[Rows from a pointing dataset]
━━━━━━━━━━━━━━━━━━━━

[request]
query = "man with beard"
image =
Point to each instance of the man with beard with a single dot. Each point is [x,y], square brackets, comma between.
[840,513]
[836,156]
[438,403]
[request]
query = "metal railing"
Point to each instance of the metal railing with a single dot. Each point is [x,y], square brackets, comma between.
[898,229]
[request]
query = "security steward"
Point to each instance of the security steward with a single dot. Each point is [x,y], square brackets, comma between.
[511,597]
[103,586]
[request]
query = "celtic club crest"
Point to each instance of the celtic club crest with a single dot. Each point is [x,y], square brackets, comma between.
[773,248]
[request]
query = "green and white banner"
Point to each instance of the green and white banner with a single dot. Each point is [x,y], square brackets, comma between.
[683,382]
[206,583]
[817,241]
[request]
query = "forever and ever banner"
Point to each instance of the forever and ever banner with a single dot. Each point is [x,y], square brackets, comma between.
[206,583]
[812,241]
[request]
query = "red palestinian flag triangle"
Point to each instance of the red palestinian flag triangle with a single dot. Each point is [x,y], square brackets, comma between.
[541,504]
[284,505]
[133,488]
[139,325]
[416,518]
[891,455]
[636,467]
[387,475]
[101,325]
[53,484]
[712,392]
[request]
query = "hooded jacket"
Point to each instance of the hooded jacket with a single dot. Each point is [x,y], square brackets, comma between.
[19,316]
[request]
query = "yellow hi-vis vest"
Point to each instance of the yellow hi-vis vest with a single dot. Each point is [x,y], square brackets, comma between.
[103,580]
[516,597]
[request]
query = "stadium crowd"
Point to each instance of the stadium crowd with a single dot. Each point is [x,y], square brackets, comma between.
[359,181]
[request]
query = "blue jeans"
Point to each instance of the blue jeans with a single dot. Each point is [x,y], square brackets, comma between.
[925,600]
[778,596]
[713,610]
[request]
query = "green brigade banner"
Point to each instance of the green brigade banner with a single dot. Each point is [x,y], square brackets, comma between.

━━━━━━━━━━━━━━━━━━━━

» **Exercise description**
Word for word, write out all of the data above.

» **Task answer**
[request]
query = "man with beard"
image =
Point to each instance of the man with beard with a single dot. Each point is [x,y], square brackets, comma between.
[840,513]
[836,156]
[438,403]
[request]
query = "metal railing"
Point to each instance of the metal railing with a single dot. Each point is [x,y], square brackets, comma between.
[898,229]
[request]
query = "security steward"
Point to each instance of the security steward with a single dot. Each point is [x,y], square brackets, comma between.
[511,597]
[103,586]
[request]
query = "celtic club crest"
Point to each instance of the celtic club crest with a single dot. Each point is [x,y], square brackets, comma between.
[773,248]
[request]
query = "green and white banner"
Point to each instance of the green and white banner with a single dot. Each point is [x,y], square brackets, comma between.
[683,382]
[206,583]
[817,241]
[request]
query = "forever and ever banner"
Point to each instance of the forever and ever banner with a single dot. Each point is [x,y], square brackets, comma between.
[206,583]
[812,241]
[request]
query = "red palestinian flag triangle"
Point to each instance of the red palestinian flag triangle with a single dot. Each point is [x,y], square brackets, comma between.
[541,504]
[284,505]
[133,488]
[139,325]
[416,518]
[891,455]
[636,467]
[387,475]
[101,325]
[53,484]
[712,392]
[request]
query = "hooded jacket"
Point to each instance of the hooded jacket with a single dot. Each point is [x,y], square brackets, comma between.
[19,316]
[request]
query = "yellow hi-vis vest"
Point to each instance of the yellow hi-vis vest with a single dot. Each point is [x,y], square brackets, comma between.
[103,580]
[516,597]
[request]
query = "stadium crowd"
Point to each instance of the stadium crowd with a single dot. Each point is [x,y], square brackets, comma between.
[359,181]
[request]
query = "blue jeans"
Point to each instance of the blue jeans with a single dot. Each point is [x,y], square brackets, comma between.
[925,600]
[778,596]
[713,610]
[request]
query = "green brigade banner"
Point to each instance of the green brigade banner with a single dot. Each point is [x,y], square brackets, comma between.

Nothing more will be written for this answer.